Please convert every line of the material below into a Markdown table with the columns "Row" and "Line," numbering each row and skipping blank lines. Leave the pictures out of the table.

/---

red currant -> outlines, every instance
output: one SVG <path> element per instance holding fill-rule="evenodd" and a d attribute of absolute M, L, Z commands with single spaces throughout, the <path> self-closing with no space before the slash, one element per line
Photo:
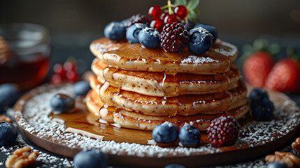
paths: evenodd
<path fill-rule="evenodd" d="M 78 75 L 73 71 L 66 71 L 66 76 L 69 80 L 73 82 L 77 82 L 77 80 L 78 80 Z"/>
<path fill-rule="evenodd" d="M 175 16 L 174 15 L 169 15 L 166 16 L 166 18 L 164 18 L 164 24 L 177 23 L 178 22 L 178 21 L 177 20 L 176 16 Z"/>
<path fill-rule="evenodd" d="M 159 6 L 152 6 L 149 9 L 148 15 L 154 20 L 159 19 L 162 15 L 162 10 Z"/>
<path fill-rule="evenodd" d="M 174 9 L 174 13 L 179 17 L 181 20 L 183 20 L 187 15 L 187 8 L 184 6 L 178 6 Z"/>
<path fill-rule="evenodd" d="M 157 29 L 159 33 L 162 31 L 164 22 L 162 20 L 153 20 L 150 23 L 150 27 Z"/>
<path fill-rule="evenodd" d="M 55 64 L 53 66 L 53 71 L 55 74 L 60 76 L 62 78 L 64 78 L 66 77 L 66 71 L 62 64 Z"/>
<path fill-rule="evenodd" d="M 77 71 L 77 66 L 74 62 L 68 61 L 64 62 L 64 70 L 66 70 L 66 71 Z"/>

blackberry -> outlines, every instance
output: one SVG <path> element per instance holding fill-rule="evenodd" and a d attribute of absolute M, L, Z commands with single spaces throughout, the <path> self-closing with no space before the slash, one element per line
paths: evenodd
<path fill-rule="evenodd" d="M 160 46 L 166 52 L 181 52 L 189 42 L 189 33 L 180 23 L 166 24 L 162 32 Z"/>
<path fill-rule="evenodd" d="M 134 24 L 134 23 L 143 23 L 143 24 L 149 24 L 150 22 L 150 20 L 147 16 L 138 13 L 132 15 L 131 18 L 130 18 L 129 27 L 130 27 L 132 24 Z"/>
<path fill-rule="evenodd" d="M 215 118 L 207 129 L 208 141 L 214 147 L 231 145 L 238 139 L 240 125 L 230 115 Z"/>

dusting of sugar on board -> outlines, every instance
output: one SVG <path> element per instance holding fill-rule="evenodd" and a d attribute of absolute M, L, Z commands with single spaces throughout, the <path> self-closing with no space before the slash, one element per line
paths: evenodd
<path fill-rule="evenodd" d="M 100 148 L 102 151 L 115 155 L 135 155 L 138 157 L 164 157 L 164 156 L 189 156 L 196 153 L 215 153 L 222 152 L 210 144 L 199 148 L 162 148 L 153 145 L 141 145 L 137 144 L 117 143 L 113 141 L 101 141 L 91 139 L 79 134 L 64 132 L 64 125 L 48 117 L 51 112 L 49 104 L 52 95 L 57 92 L 69 94 L 72 92 L 71 85 L 64 85 L 59 89 L 52 88 L 48 92 L 35 94 L 24 104 L 24 114 L 15 111 L 15 115 L 19 118 L 19 125 L 26 131 L 36 134 L 41 138 L 47 138 L 50 141 L 62 143 L 69 148 Z M 285 94 L 280 94 L 285 97 Z M 285 113 L 283 108 L 295 103 L 285 97 L 284 106 L 274 103 L 276 111 L 274 118 L 270 121 L 251 121 L 243 125 L 241 136 L 235 146 L 248 145 L 250 148 L 263 145 L 286 135 L 299 123 L 299 110 L 291 108 L 292 113 Z M 272 97 L 271 97 L 272 99 Z M 36 105 L 38 106 L 36 106 Z M 24 117 L 23 117 L 24 116 Z M 274 135 L 276 135 L 274 136 Z M 58 141 L 59 140 L 59 142 Z"/>

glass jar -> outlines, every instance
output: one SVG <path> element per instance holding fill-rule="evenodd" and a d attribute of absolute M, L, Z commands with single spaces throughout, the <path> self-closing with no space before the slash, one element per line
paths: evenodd
<path fill-rule="evenodd" d="M 27 90 L 41 83 L 50 68 L 49 31 L 34 24 L 0 24 L 0 84 Z"/>

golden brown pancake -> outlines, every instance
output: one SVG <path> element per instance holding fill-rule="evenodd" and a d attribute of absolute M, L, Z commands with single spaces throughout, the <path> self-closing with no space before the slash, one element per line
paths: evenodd
<path fill-rule="evenodd" d="M 92 42 L 90 50 L 113 67 L 134 71 L 216 74 L 230 69 L 238 50 L 232 44 L 217 40 L 211 49 L 196 55 L 185 48 L 181 53 L 169 53 L 162 48 L 145 48 L 140 43 L 115 42 L 101 38 Z"/>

\---

**Result**.
| Row | Line |
|---|---|
| 1 | red currant -> outlines, every instance |
| 2 | output: one SVG <path> element per instance holding fill-rule="evenodd" and a d attribute of absolute M, L, Z commands with single spaces throughout, the <path> self-closing with no space before the slash, one element per line |
| 3 | Photo: |
| 4 | paths: evenodd |
| 5 | <path fill-rule="evenodd" d="M 78 75 L 73 71 L 66 71 L 66 76 L 69 80 L 73 82 L 77 82 L 77 80 L 78 80 Z"/> |
| 6 | <path fill-rule="evenodd" d="M 175 16 L 174 15 L 169 15 L 166 16 L 166 18 L 164 18 L 164 24 L 177 23 L 178 22 L 178 21 L 177 20 L 176 16 Z"/> |
| 7 | <path fill-rule="evenodd" d="M 159 6 L 152 6 L 149 9 L 148 15 L 154 20 L 159 19 L 162 15 L 162 10 Z"/> |
| 8 | <path fill-rule="evenodd" d="M 174 9 L 174 13 L 179 17 L 181 20 L 183 20 L 187 15 L 187 8 L 184 6 L 178 6 Z"/> |
| 9 | <path fill-rule="evenodd" d="M 157 29 L 159 33 L 162 31 L 164 22 L 162 20 L 153 20 L 150 23 L 150 27 Z"/> |
| 10 | <path fill-rule="evenodd" d="M 55 64 L 53 66 L 53 71 L 55 74 L 60 76 L 62 78 L 64 78 L 66 77 L 66 71 L 62 64 Z"/> |
| 11 | <path fill-rule="evenodd" d="M 77 71 L 77 66 L 74 62 L 68 61 L 64 62 L 64 70 L 66 70 L 66 71 Z"/> |
| 12 | blackberry -> outlines, every instance |
| 13 | output: one SVG <path> element per instance holding fill-rule="evenodd" and a d attribute of absolute M, L, Z commands with single spaces throughout, the <path> self-closing with no space before the slash, one element per line |
| 14 | paths: evenodd |
| 15 | <path fill-rule="evenodd" d="M 160 46 L 166 52 L 181 52 L 189 42 L 189 33 L 180 23 L 166 24 L 162 32 Z"/> |
| 16 | <path fill-rule="evenodd" d="M 134 24 L 134 23 L 143 23 L 143 24 L 149 24 L 150 22 L 150 20 L 147 16 L 138 13 L 132 15 L 131 18 L 130 18 L 129 27 L 130 27 L 132 24 Z"/> |
| 17 | <path fill-rule="evenodd" d="M 215 118 L 207 129 L 208 141 L 214 147 L 231 145 L 238 139 L 240 125 L 230 115 Z"/> |
| 18 | dusting of sugar on board -> outlines, every instance |
| 19 | output: one SVG <path> element per instance holding fill-rule="evenodd" and a d attribute of absolute M, L, Z commands with single spaces throughout, the <path> self-closing with no space before the slash, one element per line |
| 20 | paths: evenodd |
| 21 | <path fill-rule="evenodd" d="M 100 148 L 102 151 L 115 155 L 135 155 L 138 157 L 164 157 L 164 156 L 189 156 L 196 153 L 215 153 L 222 152 L 210 144 L 199 148 L 162 148 L 153 145 L 141 145 L 137 144 L 117 143 L 113 141 L 101 141 L 91 139 L 79 134 L 64 132 L 64 125 L 48 117 L 51 112 L 49 104 L 52 95 L 57 92 L 69 94 L 72 92 L 71 85 L 64 85 L 59 89 L 52 88 L 48 92 L 35 94 L 24 104 L 24 114 L 15 111 L 15 115 L 19 118 L 19 125 L 26 131 L 36 134 L 41 138 L 47 138 L 50 141 L 62 143 L 69 148 Z M 285 94 L 280 94 L 285 97 Z M 285 113 L 283 108 L 295 103 L 285 97 L 284 106 L 274 103 L 276 111 L 274 118 L 270 121 L 251 121 L 243 125 L 241 136 L 235 146 L 248 145 L 250 148 L 263 145 L 286 135 L 299 123 L 299 110 L 291 108 L 292 113 Z M 272 97 L 271 97 L 272 99 Z M 36 105 L 38 106 L 36 106 Z M 24 117 L 23 117 L 24 116 Z M 274 135 L 276 135 L 274 136 Z M 58 141 L 59 140 L 59 142 Z"/> |
| 22 | glass jar -> outlines, every instance |
| 23 | output: one SVG <path> element per instance holding fill-rule="evenodd" and a d attribute of absolute M, L, Z commands with single spaces throughout, the <path> self-closing with no space before the slash, one element per line |
| 24 | paths: evenodd |
| 25 | <path fill-rule="evenodd" d="M 27 90 L 41 83 L 50 68 L 49 31 L 34 24 L 0 24 L 0 84 Z"/> |
| 26 | golden brown pancake -> outlines, every instance |
| 27 | output: one SVG <path> element per instance holding fill-rule="evenodd" and a d attribute of absolute M, L, Z commands with single spaces throughout, the <path> self-closing with no space before the slash, one element per line |
| 28 | paths: evenodd |
| 29 | <path fill-rule="evenodd" d="M 92 42 L 90 50 L 113 67 L 134 71 L 216 74 L 230 69 L 238 50 L 232 44 L 217 40 L 211 49 L 196 55 L 185 48 L 181 53 L 169 53 L 162 48 L 145 48 L 140 43 L 115 42 L 101 38 Z"/> |